| TASK DETAILS |
Exact copy, no pictures: return all the data below as written.

RECORDS TO USE section start

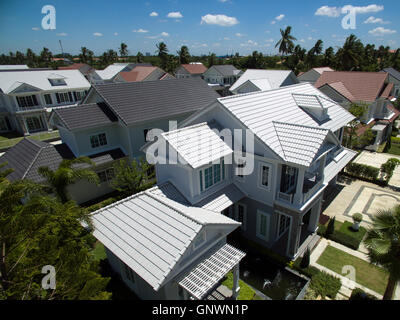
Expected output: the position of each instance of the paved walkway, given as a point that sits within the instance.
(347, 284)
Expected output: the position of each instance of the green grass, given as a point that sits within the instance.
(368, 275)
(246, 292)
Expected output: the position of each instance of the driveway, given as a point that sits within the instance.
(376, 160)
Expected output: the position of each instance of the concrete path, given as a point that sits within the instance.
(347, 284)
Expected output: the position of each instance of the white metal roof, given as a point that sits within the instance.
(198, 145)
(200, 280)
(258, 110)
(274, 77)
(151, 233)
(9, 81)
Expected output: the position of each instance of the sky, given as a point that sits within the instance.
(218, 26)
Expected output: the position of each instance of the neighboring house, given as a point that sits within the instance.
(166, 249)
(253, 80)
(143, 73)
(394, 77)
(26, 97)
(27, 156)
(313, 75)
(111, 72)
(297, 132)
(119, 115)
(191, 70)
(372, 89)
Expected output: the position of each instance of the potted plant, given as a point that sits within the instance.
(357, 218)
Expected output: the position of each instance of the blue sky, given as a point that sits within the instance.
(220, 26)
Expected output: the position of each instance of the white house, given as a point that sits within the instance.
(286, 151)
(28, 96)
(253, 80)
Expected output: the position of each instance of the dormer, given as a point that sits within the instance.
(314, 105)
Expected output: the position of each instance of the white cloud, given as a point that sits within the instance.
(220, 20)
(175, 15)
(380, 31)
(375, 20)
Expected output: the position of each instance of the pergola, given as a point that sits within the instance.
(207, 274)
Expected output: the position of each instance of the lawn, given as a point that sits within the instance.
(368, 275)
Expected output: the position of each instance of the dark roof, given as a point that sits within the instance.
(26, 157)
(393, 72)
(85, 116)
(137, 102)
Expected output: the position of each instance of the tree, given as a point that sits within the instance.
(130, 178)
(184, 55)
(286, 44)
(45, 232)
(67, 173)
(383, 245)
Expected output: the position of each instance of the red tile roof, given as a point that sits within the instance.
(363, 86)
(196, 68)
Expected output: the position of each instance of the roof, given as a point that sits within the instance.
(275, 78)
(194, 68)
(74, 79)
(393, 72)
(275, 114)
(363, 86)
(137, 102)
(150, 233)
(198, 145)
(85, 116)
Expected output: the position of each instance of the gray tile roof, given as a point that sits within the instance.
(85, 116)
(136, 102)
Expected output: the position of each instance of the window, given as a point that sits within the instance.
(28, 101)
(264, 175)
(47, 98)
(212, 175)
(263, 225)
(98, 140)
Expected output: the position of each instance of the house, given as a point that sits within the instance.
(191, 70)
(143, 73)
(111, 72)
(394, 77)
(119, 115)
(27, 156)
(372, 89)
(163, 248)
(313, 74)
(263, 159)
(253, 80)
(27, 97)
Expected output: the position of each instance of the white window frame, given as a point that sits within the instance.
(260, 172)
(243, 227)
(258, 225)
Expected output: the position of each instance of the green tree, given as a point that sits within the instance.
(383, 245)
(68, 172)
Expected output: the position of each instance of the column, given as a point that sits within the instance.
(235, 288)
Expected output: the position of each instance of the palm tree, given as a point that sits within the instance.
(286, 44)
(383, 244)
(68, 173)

RECORDS TO USE section end

| WRITTEN ANSWER |
Expected output: the position of each instance of the paved walkway, given as a point that sits within the instance.
(347, 284)
Expected output: the position of each instance of the green grass, given as a point that sits within the instance.
(368, 275)
(246, 292)
Expected output: the position of each instance of the driveway, given as a point that sits within the instance.
(376, 160)
Expected output: the position of each instance of the concrete path, given as a point that sits within the instance.
(347, 284)
Expected output: the position of each instance of the white metal roof, given as a point that sits within the instance.
(198, 145)
(200, 280)
(258, 110)
(274, 77)
(151, 233)
(9, 81)
Expected output: the position of each instance of the sky, given as a point that sits within the instance.
(218, 26)
Expected output: the position of each instance of the neighboring house, given as a point that sits within the instance.
(166, 249)
(253, 80)
(143, 73)
(394, 77)
(26, 97)
(27, 156)
(313, 75)
(111, 72)
(297, 132)
(119, 115)
(191, 70)
(372, 89)
Expected output: the position of each instance of the potted plant, given as a point that sits within the instance.
(357, 218)
Expected output: the position of each instance of the blue sky, given as a point that sits within the instance.
(220, 26)
Expected output: the position of each instance of the white house, given as a point that sits within the instance.
(286, 151)
(28, 96)
(253, 80)
Expected output: the position of each instance of the dormer, given as a point that sits within the instance.
(314, 105)
Expected output: the position of each instance of the white cloud, given as a point that sits within the instance.
(220, 20)
(175, 15)
(380, 31)
(375, 20)
Expected output: the position of each instance of the pergola, given as a point that sits within the instance.
(207, 274)
Expected output: the position of each instance of the lawn, given as a point that sits within the instance.
(368, 275)
Expected output: the position of each instance of the dark roof, given as a point that sits within the instance.
(26, 157)
(393, 72)
(85, 116)
(137, 102)
Expected output: the position of each instance of the tree, given as a point that sits within the instance.
(130, 178)
(184, 55)
(286, 44)
(45, 232)
(67, 173)
(383, 245)
Expected output: the position of each instance of the red tile roof, given as a point that sits within the instance.
(363, 86)
(196, 68)
Expected output: the position of each instance of the roof, given as a point that sits within the instance.
(275, 78)
(194, 68)
(74, 79)
(393, 72)
(275, 114)
(363, 86)
(137, 102)
(150, 233)
(198, 145)
(85, 116)
Expected output: the position of each instance of the gray tile roof, given as a point that sits within the instance.
(85, 116)
(136, 102)
Expected output: the position of each instance of the window, given as a point that sits within the instance.
(28, 101)
(264, 175)
(47, 98)
(212, 175)
(263, 225)
(98, 140)
Expected output: the position of each instance of the house, given as a point that sits within the instance.
(191, 70)
(143, 73)
(111, 72)
(394, 77)
(119, 115)
(27, 156)
(372, 89)
(163, 248)
(313, 74)
(263, 159)
(253, 80)
(27, 97)
Expected output: the position of each instance of the white window frame, given as a point that sits within the instance.
(260, 172)
(243, 227)
(258, 225)
Expected output: the position of each instance of the green tree, given as a point that sits within the instance.
(383, 245)
(68, 172)
Expected output: the position of each instance of the column, given as a point that sits within the instance.
(235, 288)
Expected output: the position of each instance of the palm tree, given as a point that sits within the instance.
(286, 44)
(383, 244)
(68, 173)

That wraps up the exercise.